_WHAT IS BEING ASKED_: Pull every line containing the word "slate" out of the material below.

_MATERIAL TO PROCESS_:
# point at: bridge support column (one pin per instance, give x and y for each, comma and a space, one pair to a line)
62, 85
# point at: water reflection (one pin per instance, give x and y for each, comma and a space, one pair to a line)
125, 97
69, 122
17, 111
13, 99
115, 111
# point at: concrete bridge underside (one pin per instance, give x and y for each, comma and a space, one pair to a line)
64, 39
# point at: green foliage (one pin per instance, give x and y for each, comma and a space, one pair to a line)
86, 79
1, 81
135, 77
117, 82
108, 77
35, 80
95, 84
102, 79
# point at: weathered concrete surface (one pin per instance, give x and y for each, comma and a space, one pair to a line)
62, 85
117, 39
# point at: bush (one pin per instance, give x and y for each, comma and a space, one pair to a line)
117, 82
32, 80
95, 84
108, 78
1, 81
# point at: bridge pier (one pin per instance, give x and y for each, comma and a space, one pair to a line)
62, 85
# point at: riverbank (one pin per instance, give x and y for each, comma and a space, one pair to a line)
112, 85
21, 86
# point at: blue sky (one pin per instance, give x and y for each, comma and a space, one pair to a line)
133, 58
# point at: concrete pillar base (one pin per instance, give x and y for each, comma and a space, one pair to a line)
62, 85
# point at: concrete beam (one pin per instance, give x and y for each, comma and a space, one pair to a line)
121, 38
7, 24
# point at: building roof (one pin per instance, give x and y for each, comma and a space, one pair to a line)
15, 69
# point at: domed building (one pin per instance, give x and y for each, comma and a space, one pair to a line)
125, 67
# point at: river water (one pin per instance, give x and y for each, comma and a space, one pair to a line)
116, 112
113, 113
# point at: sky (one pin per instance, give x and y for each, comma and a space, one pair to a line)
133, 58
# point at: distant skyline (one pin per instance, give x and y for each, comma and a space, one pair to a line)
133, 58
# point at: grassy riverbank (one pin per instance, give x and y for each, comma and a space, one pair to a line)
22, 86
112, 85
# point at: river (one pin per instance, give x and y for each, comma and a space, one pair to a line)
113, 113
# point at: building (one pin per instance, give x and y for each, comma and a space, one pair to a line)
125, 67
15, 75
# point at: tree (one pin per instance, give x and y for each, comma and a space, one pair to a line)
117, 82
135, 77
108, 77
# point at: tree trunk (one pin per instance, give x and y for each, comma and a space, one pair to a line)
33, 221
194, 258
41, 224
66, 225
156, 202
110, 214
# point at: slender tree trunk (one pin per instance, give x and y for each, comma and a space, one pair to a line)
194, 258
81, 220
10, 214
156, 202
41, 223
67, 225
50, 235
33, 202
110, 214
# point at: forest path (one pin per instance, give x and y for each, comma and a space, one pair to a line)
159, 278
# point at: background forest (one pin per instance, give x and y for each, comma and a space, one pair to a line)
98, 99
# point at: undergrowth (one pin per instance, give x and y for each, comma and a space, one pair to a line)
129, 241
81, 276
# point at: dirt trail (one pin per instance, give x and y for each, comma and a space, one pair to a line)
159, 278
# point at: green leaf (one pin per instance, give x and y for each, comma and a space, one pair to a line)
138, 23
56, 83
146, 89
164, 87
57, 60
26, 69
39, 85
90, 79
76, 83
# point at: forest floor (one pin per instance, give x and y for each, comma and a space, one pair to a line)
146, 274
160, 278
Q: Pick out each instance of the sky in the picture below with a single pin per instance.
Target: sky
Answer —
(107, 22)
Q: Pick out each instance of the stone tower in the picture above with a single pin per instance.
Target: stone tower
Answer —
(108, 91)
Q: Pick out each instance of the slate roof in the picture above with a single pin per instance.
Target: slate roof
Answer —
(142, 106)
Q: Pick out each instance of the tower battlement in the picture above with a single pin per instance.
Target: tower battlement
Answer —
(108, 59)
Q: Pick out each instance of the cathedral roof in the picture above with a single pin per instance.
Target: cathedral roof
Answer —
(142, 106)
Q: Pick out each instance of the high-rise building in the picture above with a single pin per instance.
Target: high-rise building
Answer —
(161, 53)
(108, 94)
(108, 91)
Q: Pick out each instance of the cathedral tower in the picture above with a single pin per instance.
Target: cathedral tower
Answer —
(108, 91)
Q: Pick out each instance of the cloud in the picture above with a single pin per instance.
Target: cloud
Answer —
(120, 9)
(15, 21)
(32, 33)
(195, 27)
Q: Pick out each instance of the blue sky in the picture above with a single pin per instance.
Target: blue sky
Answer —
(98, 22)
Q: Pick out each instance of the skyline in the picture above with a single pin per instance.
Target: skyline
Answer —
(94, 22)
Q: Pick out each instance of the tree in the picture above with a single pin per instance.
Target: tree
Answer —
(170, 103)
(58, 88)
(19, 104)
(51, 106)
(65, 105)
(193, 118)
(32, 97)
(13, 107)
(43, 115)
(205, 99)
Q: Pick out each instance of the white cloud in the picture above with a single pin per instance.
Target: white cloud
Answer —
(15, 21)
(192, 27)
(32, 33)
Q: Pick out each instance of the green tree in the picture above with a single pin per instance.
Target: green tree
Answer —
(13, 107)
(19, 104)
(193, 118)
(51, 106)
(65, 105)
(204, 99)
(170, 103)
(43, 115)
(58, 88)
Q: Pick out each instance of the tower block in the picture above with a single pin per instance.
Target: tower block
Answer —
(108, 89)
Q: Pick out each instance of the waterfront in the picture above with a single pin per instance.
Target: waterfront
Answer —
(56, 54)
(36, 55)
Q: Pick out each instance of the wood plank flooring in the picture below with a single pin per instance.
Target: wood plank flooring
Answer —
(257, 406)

_RESPONSE_:
Q: Pick out each instance of the slate roof in the picture above with a single pin per instance.
Target: slate roof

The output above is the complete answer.